JS: What are the hardest things for an outsider to understand about your life as a person in the arts?

BK: Art is art, and everything else is everything else.

JS: Please tell us what you haven’t attempted as yet that you would like to do in the arts? Why the delay so far?

BK: Performance art. But that’s rooted in the tendency of post-WW2 born Japanese Canadians like me to want to assimilate and disappear into the mainstream. It’s no accident that until more recent years, Japanese Canadians were not disposed to engage in solo sports or performance careers. We were negatively self-conscious, which mitigates against the confidence necessary to be a good singles performer… tennis player, actor, dancer, singer, musician, magician…

JS: If you could re-live your life in the arts, how would you change it and why?

BK: I am 72 years old, and have neither vision for the future nor the unlived past. Sometimes I’ve wondered if there ought to be more attention to spirituality in my work – but I never saw angels perched in the backyard tree, like Blake did when he was a boy. I think there are discernible rhythms of gesture and thought that run through what I reflect on and produce. I’m grateful that they’ve had time to shape themselves. I like to think my work is an intuitive response to my lived and thinking experience up to now.

JS: Let’s talk about the state of the arts in today’s society, including the forms in which you work. What specifically gives you hope and what specifically do you find depressing?

● ASSIGNED TASK 1:
In the interview, which art form does BK say he has not yet attempted?
● ASSIGNED TASK 2:
Reproduce the part of the interview that begins at the words "JS: What are" and stops after "delay so far?".
● ASSIGNED TASK 3:
Proceed with the interview from the point where it stops.
The material that comes next has no connection to the interview.

● DATA EXTRACT:
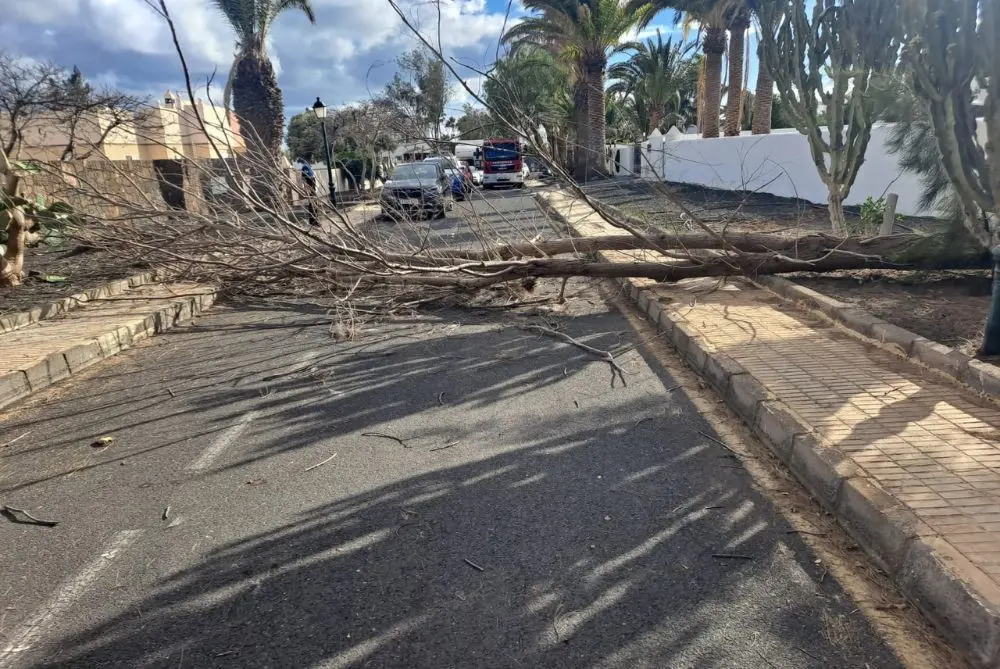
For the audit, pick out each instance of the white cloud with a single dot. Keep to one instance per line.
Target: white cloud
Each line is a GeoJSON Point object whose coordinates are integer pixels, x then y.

● EXERCISE OUTPUT 1:
Performance art.

● EXERCISE OUTPUT 2:
JS: What are the hardest things for an outsider to understand about your life as a person in the arts?

BK: Art is art, and everything else is everything else.

JS: Please tell us what you haven’t attempted as yet that you would like to do in the arts? Why the delay so far?

● EXERCISE OUTPUT 3:
BK: It gives me hope that there are artists around me who continue to make art despite years of under-recognition, who maintain values and lifestyles that require a healthy sense of unconventionality, and either obliviousness or courage. I’m glad I know them. It gives me hope that members of younger generations want to find ways to make art and art-making central to their lives. I’m dismayed by the limitation many people impose on their definitions and appreciation of culture. Raising awareness of the value of art and artists is a challenge that shouldn’t be as hard as it is.

JS: What exactly do you like about the work you create and/or do?

BK: I like that when I’m working mostly from my right brain, time is meaningless, and materials, ideas, techniques flow towards creating something fresh and new — whether it’s visual art, a text, or the coordination of a project. It’s deeply satisfying. I still look forward to waking up the next day to see if what I was working on the night before is as good as it seemed.

JS: In your creative life thus far, what have been the most helpful comments you have heard about your work?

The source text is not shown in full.